● Work to be completed:
Could you render every line of the data below as a Markdown table with the columns "Row" and "Content", numbering each row and skipping blank lines? Leave the pictures out.

━━━━━━━━

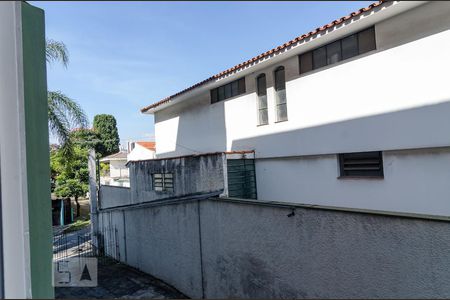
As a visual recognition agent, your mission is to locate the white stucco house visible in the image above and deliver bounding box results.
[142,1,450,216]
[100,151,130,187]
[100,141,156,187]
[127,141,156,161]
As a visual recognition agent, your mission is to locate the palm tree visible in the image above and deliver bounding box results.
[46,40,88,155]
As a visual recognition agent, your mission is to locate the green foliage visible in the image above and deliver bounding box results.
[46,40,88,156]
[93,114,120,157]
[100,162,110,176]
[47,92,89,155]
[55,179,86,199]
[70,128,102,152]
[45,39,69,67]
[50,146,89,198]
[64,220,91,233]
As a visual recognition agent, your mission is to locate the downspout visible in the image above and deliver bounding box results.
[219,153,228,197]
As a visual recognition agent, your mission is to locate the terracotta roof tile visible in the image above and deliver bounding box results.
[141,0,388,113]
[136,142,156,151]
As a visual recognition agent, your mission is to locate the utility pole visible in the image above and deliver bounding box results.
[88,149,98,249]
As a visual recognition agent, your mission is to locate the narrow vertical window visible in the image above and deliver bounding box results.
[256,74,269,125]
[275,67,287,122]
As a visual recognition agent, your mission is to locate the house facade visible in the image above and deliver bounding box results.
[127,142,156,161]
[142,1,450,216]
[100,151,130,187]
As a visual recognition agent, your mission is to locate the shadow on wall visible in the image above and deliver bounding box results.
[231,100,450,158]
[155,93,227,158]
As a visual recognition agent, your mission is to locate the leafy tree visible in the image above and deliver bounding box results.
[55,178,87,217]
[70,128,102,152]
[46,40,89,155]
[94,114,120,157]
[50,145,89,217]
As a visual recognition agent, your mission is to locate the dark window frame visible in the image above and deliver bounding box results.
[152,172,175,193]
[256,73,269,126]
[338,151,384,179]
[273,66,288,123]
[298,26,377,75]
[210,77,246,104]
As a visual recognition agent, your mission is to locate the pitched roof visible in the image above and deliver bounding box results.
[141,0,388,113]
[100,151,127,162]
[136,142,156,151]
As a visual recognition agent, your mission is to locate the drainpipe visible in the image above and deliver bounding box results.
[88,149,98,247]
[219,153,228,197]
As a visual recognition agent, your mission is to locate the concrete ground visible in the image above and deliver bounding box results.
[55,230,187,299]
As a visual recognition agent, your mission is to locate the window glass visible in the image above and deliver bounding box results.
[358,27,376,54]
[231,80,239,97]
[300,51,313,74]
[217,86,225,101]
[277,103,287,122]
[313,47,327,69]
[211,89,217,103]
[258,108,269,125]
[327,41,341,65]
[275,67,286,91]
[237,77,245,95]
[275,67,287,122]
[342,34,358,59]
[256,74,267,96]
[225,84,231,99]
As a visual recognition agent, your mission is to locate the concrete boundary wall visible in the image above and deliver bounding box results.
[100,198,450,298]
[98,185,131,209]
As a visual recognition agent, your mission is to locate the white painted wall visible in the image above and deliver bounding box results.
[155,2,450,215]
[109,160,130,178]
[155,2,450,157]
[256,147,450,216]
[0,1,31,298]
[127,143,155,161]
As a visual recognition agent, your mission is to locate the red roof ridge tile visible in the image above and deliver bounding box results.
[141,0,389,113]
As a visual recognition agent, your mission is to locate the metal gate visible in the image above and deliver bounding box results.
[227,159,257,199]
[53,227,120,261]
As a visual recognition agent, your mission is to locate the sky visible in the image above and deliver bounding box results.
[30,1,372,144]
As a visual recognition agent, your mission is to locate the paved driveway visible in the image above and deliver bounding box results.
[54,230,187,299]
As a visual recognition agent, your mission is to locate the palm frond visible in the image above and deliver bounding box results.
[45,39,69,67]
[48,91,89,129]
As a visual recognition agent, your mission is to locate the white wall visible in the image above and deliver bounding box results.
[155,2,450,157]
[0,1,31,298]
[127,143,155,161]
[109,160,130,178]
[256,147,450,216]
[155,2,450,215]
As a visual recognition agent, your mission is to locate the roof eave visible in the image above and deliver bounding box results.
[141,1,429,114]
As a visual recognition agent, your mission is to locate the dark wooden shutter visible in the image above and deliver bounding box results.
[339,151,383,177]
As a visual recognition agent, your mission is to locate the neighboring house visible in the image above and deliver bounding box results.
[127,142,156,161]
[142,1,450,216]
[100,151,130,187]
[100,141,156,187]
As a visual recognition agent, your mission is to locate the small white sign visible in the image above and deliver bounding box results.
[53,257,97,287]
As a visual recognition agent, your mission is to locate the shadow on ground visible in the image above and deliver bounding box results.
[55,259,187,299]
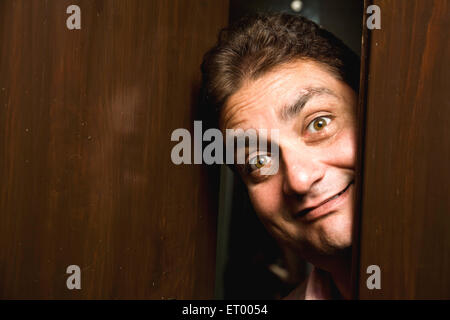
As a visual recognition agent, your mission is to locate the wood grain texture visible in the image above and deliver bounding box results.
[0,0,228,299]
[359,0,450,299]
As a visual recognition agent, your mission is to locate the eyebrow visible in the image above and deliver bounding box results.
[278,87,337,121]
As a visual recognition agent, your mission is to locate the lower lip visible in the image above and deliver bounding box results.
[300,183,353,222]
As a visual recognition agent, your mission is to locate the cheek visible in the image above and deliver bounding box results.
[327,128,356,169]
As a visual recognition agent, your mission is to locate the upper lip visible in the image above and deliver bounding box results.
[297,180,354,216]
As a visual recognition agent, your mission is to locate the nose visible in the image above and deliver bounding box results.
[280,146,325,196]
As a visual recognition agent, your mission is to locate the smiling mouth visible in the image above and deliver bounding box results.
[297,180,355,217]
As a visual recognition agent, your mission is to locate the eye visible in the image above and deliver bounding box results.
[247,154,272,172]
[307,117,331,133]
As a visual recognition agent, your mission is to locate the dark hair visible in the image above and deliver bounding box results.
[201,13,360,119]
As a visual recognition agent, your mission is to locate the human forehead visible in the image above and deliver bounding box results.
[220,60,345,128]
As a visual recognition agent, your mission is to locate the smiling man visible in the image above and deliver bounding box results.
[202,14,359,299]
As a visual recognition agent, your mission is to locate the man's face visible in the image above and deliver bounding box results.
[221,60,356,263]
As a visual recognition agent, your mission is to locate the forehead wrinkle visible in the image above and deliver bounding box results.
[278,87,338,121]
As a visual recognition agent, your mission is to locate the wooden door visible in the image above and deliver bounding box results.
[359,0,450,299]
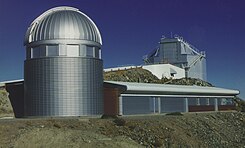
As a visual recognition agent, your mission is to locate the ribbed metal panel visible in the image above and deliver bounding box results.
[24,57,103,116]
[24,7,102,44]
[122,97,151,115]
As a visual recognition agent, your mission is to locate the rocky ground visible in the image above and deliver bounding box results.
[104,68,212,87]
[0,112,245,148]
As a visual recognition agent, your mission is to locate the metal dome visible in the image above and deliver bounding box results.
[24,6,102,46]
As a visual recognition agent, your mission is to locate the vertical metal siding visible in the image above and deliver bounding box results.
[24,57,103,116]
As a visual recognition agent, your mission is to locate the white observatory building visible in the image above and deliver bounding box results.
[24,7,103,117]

━━━━━━━━

● Complete response:
| Row | Content |
|---|---|
| 1 | As a visual recognition agent, your mission is to locate the white stucco house visible in the image above and deliver bounding box results. |
| 2 | [142,1,450,216] |
| 3 | [100,151,130,187] |
| 4 | [100,141,156,187] |
| 5 | [127,141,156,161] |
| 6 | As a visual recognition agent, your mission is to locate the palm tree visible in the image above and deliver bounding box results. |
| 7 | [46,40,88,155] |
| 8 | As a visual recognition agent, your mission is to locate the green foliage visible in the image above and deliver bounding box results. |
| 9 | [46,40,88,156] |
| 10 | [93,114,120,157] |
| 11 | [100,162,110,176] |
| 12 | [47,92,89,155] |
| 13 | [55,179,86,199] |
| 14 | [70,128,102,152] |
| 15 | [45,39,69,67] |
| 16 | [50,146,89,198] |
| 17 | [64,220,91,233] |
| 18 | As a visual recognition agent, your mission is to locate the downspout visible in the image above and deliver bounding box results. |
| 19 | [219,153,228,197] |
| 20 | As a visual recognition agent, your mission is to locate the terracotta roof tile visible in the image above and deliver bounding box results. |
| 21 | [141,0,388,113] |
| 22 | [136,142,156,151] |
| 23 | As a visual recognition agent, your mission is to locate the utility pole visible in the image above and deliver bounding box results. |
| 24 | [88,149,98,249] |
| 25 | As a visual recognition agent, your mission is to locate the narrow vertical window visible in the image above and deliver bounding box results. |
| 26 | [256,74,269,125] |
| 27 | [275,67,287,122] |
| 28 | As a visual recognition agent, your mission is to locate the house facade visible in the image above and deliver bounding box results. |
| 29 | [127,142,156,161] |
| 30 | [142,1,450,216] |
| 31 | [100,151,130,187] |
| 32 | As a visual recognition agent, your mission is to locate the shadow on wall visible in the image above and deliver bounding box results. |
| 33 | [231,100,450,158] |
| 34 | [155,93,227,158] |
| 35 | As a visual recognition agent, your mission is to locate the leafy tree visible in the image above and deliver bounding box results. |
| 36 | [55,178,87,217] |
| 37 | [70,128,102,152] |
| 38 | [46,40,89,155] |
| 39 | [94,114,120,157] |
| 40 | [50,145,89,217] |
| 41 | As a visual recognition agent, your mission is to locate the dark window frame visible in the image above and deliver bounding box results. |
| 42 | [152,172,175,193] |
| 43 | [256,73,269,126] |
| 44 | [338,151,384,179] |
| 45 | [273,66,288,123] |
| 46 | [298,26,377,75] |
| 47 | [210,77,246,104] |
| 48 | As a visual recognition agent, your mission is to locate the pitched roof visible in the image above and deliver bounding box results. |
| 49 | [141,0,388,113] |
| 50 | [100,151,127,162] |
| 51 | [136,142,156,151] |
| 52 | As a visual recognition agent, your mission is to locate the drainpipe visible in the image above and deliver bounding box results. |
| 53 | [88,149,98,247] |
| 54 | [219,153,228,197] |
| 55 | As a visual recognition agent, your mission is to locate the concrete ground visible in the image above and deliver bounding box results. |
| 56 | [55,230,187,299] |
| 57 | As a visual recognition agent, your mission is to locate the window glass visible in the image above and deliver bounding box results. |
| 58 | [358,27,376,54] |
| 59 | [231,80,239,97] |
| 60 | [300,51,313,74] |
| 61 | [217,86,225,101] |
| 62 | [277,103,287,122] |
| 63 | [313,47,327,69] |
| 64 | [211,89,217,103] |
| 65 | [258,108,269,125] |
| 66 | [327,41,341,65] |
| 67 | [275,67,286,91] |
| 68 | [237,77,245,95] |
| 69 | [275,67,287,122] |
| 70 | [342,34,358,59] |
| 71 | [256,74,267,96] |
| 72 | [225,84,231,99] |
| 73 | As a visual recognition agent, your mission is to locate the concrete boundary wall visible in the image above and deliver bounding box results. |
| 74 | [100,198,450,298] |
| 75 | [98,185,131,209] |
| 76 | As a visual recognition agent, your mission is to locate the white painted wall visible in the image above and deliver bounding box results. |
| 77 | [155,2,450,215] |
| 78 | [109,160,130,178] |
| 79 | [155,2,450,157] |
| 80 | [256,147,450,216] |
| 81 | [0,1,31,298] |
| 82 | [127,143,155,161] |
| 83 | As a visual recognition agent, your mission is to locate the red roof ridge tile visible in the image above and deliver bounding box results. |
| 84 | [141,0,389,113] |
| 85 | As a visual recognition agent, your mission is to locate the metal gate visible in the image above and deliver bounding box results. |
| 86 | [227,159,257,199] |
| 87 | [53,227,120,261] |
| 88 | As a visual recognition agent, your mission is to locate the sky visible in the image above and deliver bounding box results. |
| 89 | [30,1,372,144] |
| 90 | As a visual recognition agent, your mission is to locate the paved driveway visible in the image above and deliver bounding box results. |
| 91 | [54,230,187,299] |
| 92 | As a visual recognition agent, your mission is to locate the palm frond visible in the image above and deliver bounding box results. |
| 93 | [45,39,69,67] |
| 94 | [48,91,89,129] |
| 95 | As a visual recognition agent, your mission is to locate the white wall visible in the image above and deliver bounding box results. |
| 96 | [155,2,450,157] |
| 97 | [0,1,31,298] |
| 98 | [127,143,155,161] |
| 99 | [109,160,130,178] |
| 100 | [256,147,450,216] |
| 101 | [155,2,450,215] |
| 102 | As a visual recognition agent, your mission is to locate the roof eave visible in the image above and deliver bounding box results. |
| 103 | [141,1,429,114] |
| 104 | As a visual recognition agent, your mission is to locate the dark wooden shutter visible in the image above and deliver bounding box results. |
| 105 | [339,151,383,177] |
| 106 | As a visual recognition agent, your mission is to locate the neighboring house visible in the image above and deliver bounding box results. |
| 107 | [127,142,156,161] |
| 108 | [142,1,450,216] |
| 109 | [100,151,130,187] |
| 110 | [100,141,156,187] |
| 111 | As a visual recognition agent, your mission is to locate the small white sign visible in the image above and deliver bounding box results. |
| 112 | [53,257,97,287] |
| 113 | As a visual recognition agent, your mission is to locate the shadow on ground visible in the image above and deliver bounding box results. |
| 114 | [55,259,187,299] |
| 115 | As a visual recognition agent, your mission is to locate the wood grain texture visible in the image above and deliver bounding box results. |
| 116 | [0,0,228,299] |
| 117 | [359,0,450,299] |
| 118 | As a visual recognition agent, your mission is to locate the eyebrow visible in the image above and deliver bounding box results. |
| 119 | [278,87,337,121] |
| 120 | As a visual recognition agent, your mission is to locate the lower lip visible in the image above and deliver bounding box results. |
| 121 | [300,183,353,222] |
| 122 | As a visual recognition agent, your mission is to locate the cheek visible in the image above and deliver bounding box results. |
| 123 | [327,128,356,169] |
| 124 | As a visual recognition agent, your mission is to locate the upper lip visible in the image above and deliver bounding box results. |
| 125 | [297,180,354,216] |
| 126 | As a visual recognition agent, your mission is to locate the nose visible in the image above and deliver bounding box results. |
| 127 | [280,146,325,196] |
| 128 | As a visual recognition agent, your mission is to locate the smiling mouth visible in the image above and deliver bounding box results. |
| 129 | [297,180,355,217] |
| 130 | As a visual recognition agent, your mission is to locate the eye visible in the image above and deliver bounding box results. |
| 131 | [247,154,272,172] |
| 132 | [307,117,331,133] |
| 133 | As a visual recognition agent, your mission is to locate the dark hair visible in the image above and deliver bounding box results. |
| 134 | [201,13,360,119] |
| 135 | As a visual recognition agent, your mission is to locate the human forehead visible in the image above and deliver bounding box results. |
| 136 | [220,60,345,128] |
| 137 | As a visual recognition agent, your mission is to locate the smiling man visible in the image above and deliver bounding box results. |
| 138 | [202,14,359,299] |
| 139 | As a visual recognition agent, your mission is to locate the man's face visible in the image above and deliver bounding box results. |
| 140 | [221,60,356,263] |
| 141 | As a visual recognition agent, your mission is to locate the forehead wrinkle visible in the image above and deliver bounding box results. |
| 142 | [278,87,338,121] |
| 143 | As a visual recognition agent, your mission is to locate the wooden door visible in the image above and deliver bounding box results. |
| 144 | [359,0,450,299] |
| 145 | As a visual recognition agent, your mission is to locate the ribbed metal panel visible in the image above and deliver bounding box results. |
| 146 | [24,57,103,116] |
| 147 | [24,7,102,44] |
| 148 | [122,97,151,115] |
| 149 | As a visual recognition agent, your mission is to locate the rocky ground visible in the image above and deliver bounding box results. |
| 150 | [104,68,212,87] |
| 151 | [0,112,245,148] |
| 152 | As a visual recognition agent, your mission is to locate the metal dome visible in the image above and deliver bounding box results. |
| 153 | [24,6,102,46] |
| 154 | As a visual recognition agent, your mission is to locate the vertical metal siding visible in the image above and deliver bounding box results. |
| 155 | [24,57,103,116] |
| 156 | As a visual recognition agent, your mission is to locate the white observatory building visible in the image above and deliver bounding box results. |
| 157 | [24,7,103,117] |